***** EXCERPT PROVIDED
David Lebovitz's L'Appart: The Delights and Disasters of Making My Paris Home follows San Francisco chef Lebovitz as he purchases a home in Paris after renting there for several years. Part cookbook, part autobiography, it is aptly named for how quickly his apartment dreams fall apart. Lebovitz does an excellent job of setting the scene and describes to the reader exactly what he wants them to see and understand when discussing his Parisian home.
His prose is pas terrible; but it is clear that cooking is where he shines. French recipes nicely punctuate many of the chapters with an atypique twist that leaves you wanting more. It makes you wish you had time to whip up a soufflé with its six shots of espresso in your satisfactory yet mundane kitchen.
L’appart is an immersive fantasy that delights but simultaneously alienates this millennial who cannot imagine owning a home let alone living in Paris. For example, the way Lebovitz throws money at problems that arise, or chooses against hiring the young architect because all he has built was a movie theatre and that is "nothing like a kitchen" seems ill-advised to me. But it’s hard not to compare one's life to this whirlwind French chef’s. However, Lebovitz is sympathetic, and at the end of the day, you feel bad that his dreams didn't turn out to be quite what he hoped.
Lebovitz is charming, yet his analysis of the contrasts to the French and American sensibilities leave this Canadian unsure if there is any truth to his claims. He makes bold statements that the French are rude and Americans are good-natured, possibly from all that humble pie they serve in the south.
It feels strange that Lebovitz wishes to become the rude French male stereotype instead of the pushover that he claims he is, and it’s odd how the frequent differences between Americans and Parisians are mentioned. These generalizations made me uncomfortable. However, it does give a nice through-line for his cookbook that is, essentially, the melding of these two things as Lebovitz, an American, officially moves to Paris. He highlights this in his selected dishes, often by twisting a classic French recipe in an American way, even if it is just with the metric system.
**********
***** SUPPLIED ENTRIES
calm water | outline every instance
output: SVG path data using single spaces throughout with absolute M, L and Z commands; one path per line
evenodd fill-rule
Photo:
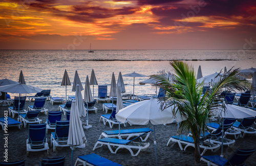
M 87 50 L 0 50 L 0 79 L 17 81 L 22 69 L 27 84 L 51 89 L 53 97 L 64 97 L 65 87 L 60 84 L 65 69 L 72 84 L 77 70 L 84 86 L 87 75 L 90 79 L 93 68 L 98 83 L 109 85 L 109 92 L 113 72 L 116 80 L 119 72 L 122 75 L 135 72 L 150 76 L 161 70 L 172 71 L 169 60 L 175 59 L 185 60 L 194 66 L 196 72 L 201 65 L 205 76 L 219 72 L 225 66 L 228 69 L 232 66 L 256 67 L 255 55 L 255 50 L 96 50 L 93 53 Z M 132 93 L 133 78 L 123 79 L 126 93 Z M 155 88 L 150 85 L 139 85 L 146 79 L 135 78 L 135 94 L 155 93 Z M 72 86 L 67 87 L 69 96 L 75 95 L 71 88 Z M 92 92 L 92 86 L 91 90 Z M 94 91 L 97 95 L 97 86 Z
**********
=== EXERCISE GOAL ===
Could you echo the whole review of L'Appart word for word? The lines are separate material, apart from the review.

=== ANSWER SECTION ===
David Lebovitz's L'Appart: The Delights and Disasters of Making My Paris Home follows San Francisco chef Lebovitz as he purchases a home in Paris after renting there for several years. Part cookbook, part autobiography, it is aptly named for how quickly his apartment dreams fall apart. Lebovitz does an excellent job of setting the scene and describes to the reader exactly what he wants them to see and understand when discussing his Parisian home.
His prose is pas terrible; but it is clear that cooking is where he shines. French recipes nicely punctuate many of the chapters with an atypique twist that leaves you wanting more. It makes you wish you had time to whip up a soufflé with its six shots of espresso in your satisfactory yet mundane kitchen.
L’appart is an immersive fantasy that delights but simultaneously alienates this millennial who cannot imagine owning a home let alone living in Paris. For example, the way Lebovitz throws money at problems that arise, or chooses against hiring the young architect because all he has built was a movie theatre and that is "nothing like a kitchen" seems ill-advised to me. But it’s hard not to compare one's life to this whirlwind French chef’s. However, Lebovitz is sympathetic, and at the end of the day, you feel bad that his dreams didn't turn out to be quite what he hoped.
Lebovitz is charming, yet his analysis of the contrasts to the French and American sensibilities leave this Canadian unsure if there is any truth to his claims. He makes bold statements that the French are rude and Americans are good-natured, possibly from all that humble pie they serve in the south.
It feels strange that Lebovitz wishes to become the rude French male stereotype instead of the pushover that he claims he is, and it’s odd how the frequent differences between Americans and Parisians are mentioned. These generalizations made me uncomfortable. However, it does give a nice through-line for his cookbook that is, essentially, the melding of these two things as Lebovitz, an American, officially moves to Paris. He highlights this in his selected dishes, often by twisting a classic French recipe in an American way, even if it is just with the metric system.